__The problem__:
The lines to repeat are those below from the one containing "task | locate a point on every instance of the sales" down to the one containing "the rear tire", both included; reproduce them exactly and nothing else.

__Exercise data__:
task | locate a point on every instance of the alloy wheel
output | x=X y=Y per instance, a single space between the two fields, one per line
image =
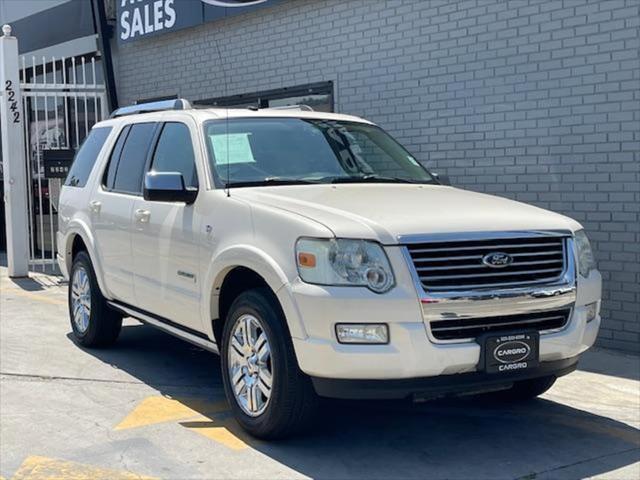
x=249 y=365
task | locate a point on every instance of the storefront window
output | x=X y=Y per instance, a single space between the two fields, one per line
x=318 y=96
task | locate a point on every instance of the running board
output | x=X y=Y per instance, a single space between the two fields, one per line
x=167 y=326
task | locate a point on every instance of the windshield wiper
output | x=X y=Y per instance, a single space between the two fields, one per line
x=372 y=179
x=269 y=182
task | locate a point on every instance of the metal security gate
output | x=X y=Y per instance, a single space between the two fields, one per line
x=61 y=99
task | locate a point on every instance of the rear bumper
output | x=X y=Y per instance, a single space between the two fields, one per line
x=433 y=387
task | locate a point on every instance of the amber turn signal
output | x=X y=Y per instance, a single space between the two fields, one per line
x=307 y=260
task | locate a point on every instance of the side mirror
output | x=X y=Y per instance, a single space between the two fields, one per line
x=442 y=179
x=168 y=187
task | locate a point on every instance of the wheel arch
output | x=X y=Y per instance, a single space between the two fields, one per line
x=78 y=238
x=239 y=269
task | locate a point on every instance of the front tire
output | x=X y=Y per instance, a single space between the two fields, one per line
x=94 y=324
x=269 y=395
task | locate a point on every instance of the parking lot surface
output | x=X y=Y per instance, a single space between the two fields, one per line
x=153 y=407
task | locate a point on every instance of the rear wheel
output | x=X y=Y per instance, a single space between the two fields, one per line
x=94 y=324
x=269 y=395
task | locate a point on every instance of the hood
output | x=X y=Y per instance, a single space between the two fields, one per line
x=386 y=211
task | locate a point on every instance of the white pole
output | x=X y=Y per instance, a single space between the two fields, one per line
x=13 y=157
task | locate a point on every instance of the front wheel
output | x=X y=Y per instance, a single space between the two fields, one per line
x=94 y=324
x=525 y=389
x=269 y=395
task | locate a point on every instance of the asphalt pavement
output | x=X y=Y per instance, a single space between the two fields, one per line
x=153 y=407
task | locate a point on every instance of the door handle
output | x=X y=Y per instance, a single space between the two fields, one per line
x=142 y=215
x=94 y=206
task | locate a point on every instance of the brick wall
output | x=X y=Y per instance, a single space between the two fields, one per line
x=533 y=100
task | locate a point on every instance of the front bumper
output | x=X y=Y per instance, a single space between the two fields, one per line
x=434 y=387
x=411 y=353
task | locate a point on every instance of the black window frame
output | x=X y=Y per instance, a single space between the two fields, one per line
x=261 y=99
x=83 y=184
x=126 y=130
x=154 y=148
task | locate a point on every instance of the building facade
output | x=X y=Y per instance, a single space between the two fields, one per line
x=538 y=101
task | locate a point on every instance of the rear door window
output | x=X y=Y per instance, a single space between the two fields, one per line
x=174 y=153
x=131 y=165
x=86 y=157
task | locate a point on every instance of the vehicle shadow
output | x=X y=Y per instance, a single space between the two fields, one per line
x=453 y=438
x=616 y=364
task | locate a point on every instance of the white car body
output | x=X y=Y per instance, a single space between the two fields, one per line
x=170 y=260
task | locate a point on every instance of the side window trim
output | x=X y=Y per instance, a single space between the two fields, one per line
x=114 y=156
x=149 y=154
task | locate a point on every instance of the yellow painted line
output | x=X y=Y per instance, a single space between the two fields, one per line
x=196 y=415
x=158 y=409
x=44 y=468
x=34 y=296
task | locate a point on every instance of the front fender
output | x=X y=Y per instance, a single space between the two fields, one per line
x=79 y=227
x=264 y=265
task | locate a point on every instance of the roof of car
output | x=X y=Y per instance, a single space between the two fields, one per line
x=202 y=114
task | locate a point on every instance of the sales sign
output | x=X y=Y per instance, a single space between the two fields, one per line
x=57 y=162
x=139 y=19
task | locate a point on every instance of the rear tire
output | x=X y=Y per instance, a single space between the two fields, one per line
x=94 y=324
x=525 y=390
x=288 y=405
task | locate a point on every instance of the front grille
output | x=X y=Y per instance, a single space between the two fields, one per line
x=468 y=328
x=458 y=265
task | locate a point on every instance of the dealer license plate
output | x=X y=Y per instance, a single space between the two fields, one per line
x=511 y=353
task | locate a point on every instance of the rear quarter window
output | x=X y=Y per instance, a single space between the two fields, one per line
x=86 y=157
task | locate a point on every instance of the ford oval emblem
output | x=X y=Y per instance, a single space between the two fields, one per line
x=511 y=352
x=497 y=260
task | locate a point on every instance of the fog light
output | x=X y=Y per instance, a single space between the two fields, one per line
x=371 y=333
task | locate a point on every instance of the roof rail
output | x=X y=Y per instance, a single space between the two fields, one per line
x=179 y=104
x=304 y=108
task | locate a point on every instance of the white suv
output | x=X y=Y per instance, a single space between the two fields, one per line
x=320 y=259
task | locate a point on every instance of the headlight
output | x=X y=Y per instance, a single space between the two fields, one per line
x=586 y=262
x=344 y=262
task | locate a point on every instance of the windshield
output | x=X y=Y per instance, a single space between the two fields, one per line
x=285 y=151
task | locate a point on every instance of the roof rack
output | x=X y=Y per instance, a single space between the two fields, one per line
x=304 y=108
x=179 y=104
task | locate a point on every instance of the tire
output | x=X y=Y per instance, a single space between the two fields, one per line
x=292 y=401
x=525 y=390
x=102 y=325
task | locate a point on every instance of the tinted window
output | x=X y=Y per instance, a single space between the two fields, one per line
x=86 y=157
x=174 y=153
x=253 y=150
x=110 y=175
x=133 y=158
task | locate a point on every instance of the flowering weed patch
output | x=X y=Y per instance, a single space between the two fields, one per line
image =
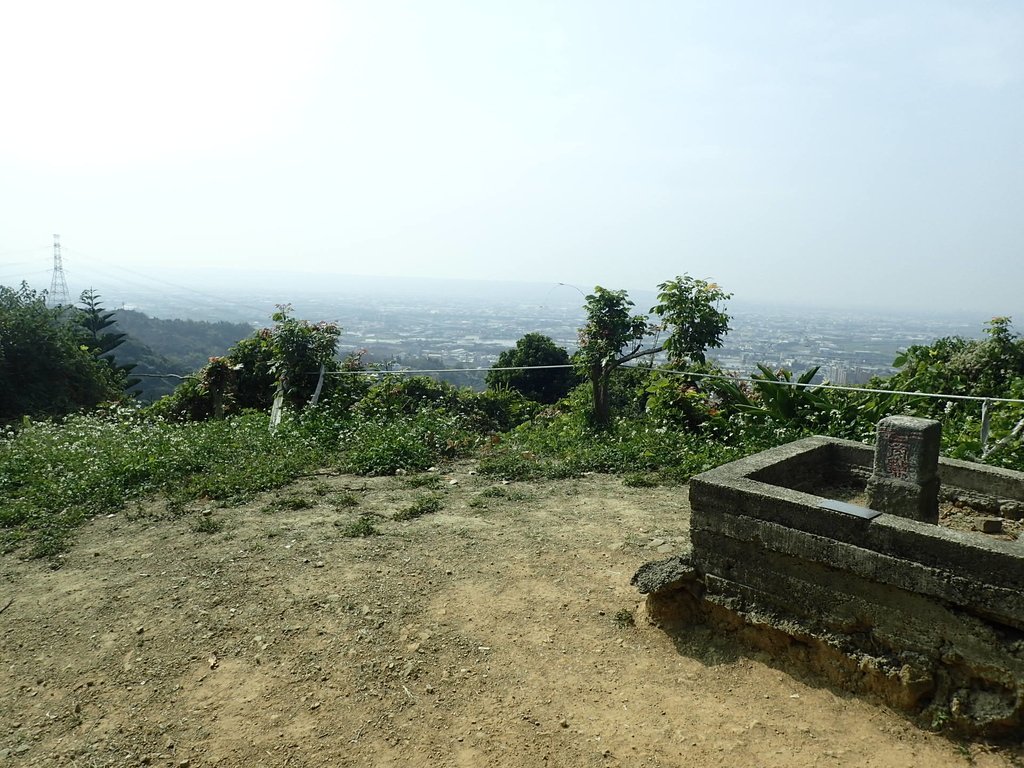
x=55 y=475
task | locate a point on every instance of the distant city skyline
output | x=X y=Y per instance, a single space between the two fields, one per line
x=833 y=154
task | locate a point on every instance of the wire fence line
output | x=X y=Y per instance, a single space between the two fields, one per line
x=690 y=374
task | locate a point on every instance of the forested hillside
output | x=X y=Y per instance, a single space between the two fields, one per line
x=170 y=346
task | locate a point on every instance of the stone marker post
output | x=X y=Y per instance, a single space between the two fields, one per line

__Response__:
task | locate a point on every instance of the sales sign
output | x=X y=Y per instance, a single space between the two fields, one per line
x=57 y=162
x=139 y=19
task | locate a point on every instance of the rear tire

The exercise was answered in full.